## Text shown
■ ■ ■ ■

Financing a new or used car is more expensive than ever, new research shows.
The average price paid for a new car in December set a record of $46,382, according to a separate estimate from J.D. Power and LMC Automotive. While there are signs the market is cooling, sticker prices are up 2.5% from a year ago.
At the same time, the interest rate on new car loans reached 6.5%, up from 4.1% a year earlier, Edmunds data shows. As the Federal Reserve continues to raise interest rates to combat persisting inflation, auto loan rates could tick even higher, although consumers with higher credit scores may be able to secure better loan terms.
“Elevated pricing coupled with repeated interest rate increases continue to inflate monthly loan payments,” Thomas King, president of the data and analytics division at J.D. Power, said in a statement.

■ ■ ■ ■

## List of tasks
[a] Rewrite the stretch of the car financing text from "The average price" through "in a statement.", substituting "vehicle prices" for "sticker prices".
[b] Continue the car financing text from the point where it stops.

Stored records

■ ■ ■ ■

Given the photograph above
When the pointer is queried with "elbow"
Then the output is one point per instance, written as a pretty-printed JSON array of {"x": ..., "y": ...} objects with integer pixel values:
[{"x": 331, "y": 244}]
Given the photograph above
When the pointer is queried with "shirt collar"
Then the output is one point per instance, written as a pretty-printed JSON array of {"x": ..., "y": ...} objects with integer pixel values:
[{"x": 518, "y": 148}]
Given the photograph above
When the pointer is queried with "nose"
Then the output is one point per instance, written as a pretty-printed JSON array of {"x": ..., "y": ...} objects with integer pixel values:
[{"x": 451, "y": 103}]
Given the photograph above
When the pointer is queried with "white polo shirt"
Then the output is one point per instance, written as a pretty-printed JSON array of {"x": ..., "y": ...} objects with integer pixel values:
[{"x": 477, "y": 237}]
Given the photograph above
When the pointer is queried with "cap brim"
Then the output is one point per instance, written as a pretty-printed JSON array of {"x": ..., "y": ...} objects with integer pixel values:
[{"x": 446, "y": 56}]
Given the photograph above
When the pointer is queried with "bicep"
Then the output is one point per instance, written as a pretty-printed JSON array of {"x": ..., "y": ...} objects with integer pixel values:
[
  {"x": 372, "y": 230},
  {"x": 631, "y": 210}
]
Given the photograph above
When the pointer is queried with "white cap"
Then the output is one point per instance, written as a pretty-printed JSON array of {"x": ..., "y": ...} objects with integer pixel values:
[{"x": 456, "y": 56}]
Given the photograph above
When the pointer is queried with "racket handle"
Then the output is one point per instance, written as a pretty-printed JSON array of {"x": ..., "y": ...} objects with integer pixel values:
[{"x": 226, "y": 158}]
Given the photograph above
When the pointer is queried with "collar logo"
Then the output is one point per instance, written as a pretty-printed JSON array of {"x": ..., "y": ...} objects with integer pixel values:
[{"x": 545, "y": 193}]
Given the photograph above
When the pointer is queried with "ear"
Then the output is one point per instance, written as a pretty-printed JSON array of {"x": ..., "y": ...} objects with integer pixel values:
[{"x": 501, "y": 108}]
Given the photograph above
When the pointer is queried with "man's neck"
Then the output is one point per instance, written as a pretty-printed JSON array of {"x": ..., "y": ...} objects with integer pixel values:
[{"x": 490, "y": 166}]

■ ■ ■ ■

## Task answers
[a]
The average price paid for a new car in December set a record of $46,382, according to a separate estimate from J.D. Power and LMC Automotive. While there are signs the market is cooling, vehicle prices are up 2.5% from a year ago.
At the same time, the interest rate on new car loans reached 6.5%, up from 4.1% a year earlier, Edmunds data shows. As the Federal Reserve continues to raise interest rates to combat persisting inflation, auto loan rates could tick even higher, although consumers with higher credit scores may be able to secure better loan terms.
“Elevated pricing coupled with repeated interest rate increases continue to inflate monthly loan payments,” Thomas King, president of the data and analytics division at J.D. Power, said in a statement.

[b]
Now, more consumers face monthly payments that they likely cannot afford, according to Ivan Drury, Edmunds’ director of insights. Car buyers are hit with “shock and awe” as high prices and rising rates cause monthly payments to balloon, he said.
For the first time, just over 15% of consumers who financed a new car in the fourth quarter of 2022 committed to a monthly payment of $1,000 or more — the highest level on record — compared with 10.5% one year ago, Edmunds found.
“Sticker shock doesn’t begin to describe it,” Drury said. “When you factor in the financing, it’s very jarring.”
Many Americans are also choosing more expensive SUVs and pickups with all the bells and whistles, he added, which can cost 30% more than the base price.
“Base models, while enticing in theory, rarely hit the street,” Drury said, cautioning car shoppers to ask themselves if they’re “buying too much car.”
“There could be a perfectly good substitute at about half the cost,” he added.
A customer looks at a vehicle at a BMW dealership in Mountain View, California, on Dec. 14, 2022.
David Paul Morris | Bloomberg | Getty Images
Shelling out more to finance a car today puts car buyers at greater risk of going underwater on those loans down the road as used car values decline, Drury cautioned.
“At the onset of the pandemic, consumers benefited from low interest rates and elevated trade-in values, helping shield even the more questionable financing decisions from resulting in negative equity,” he said.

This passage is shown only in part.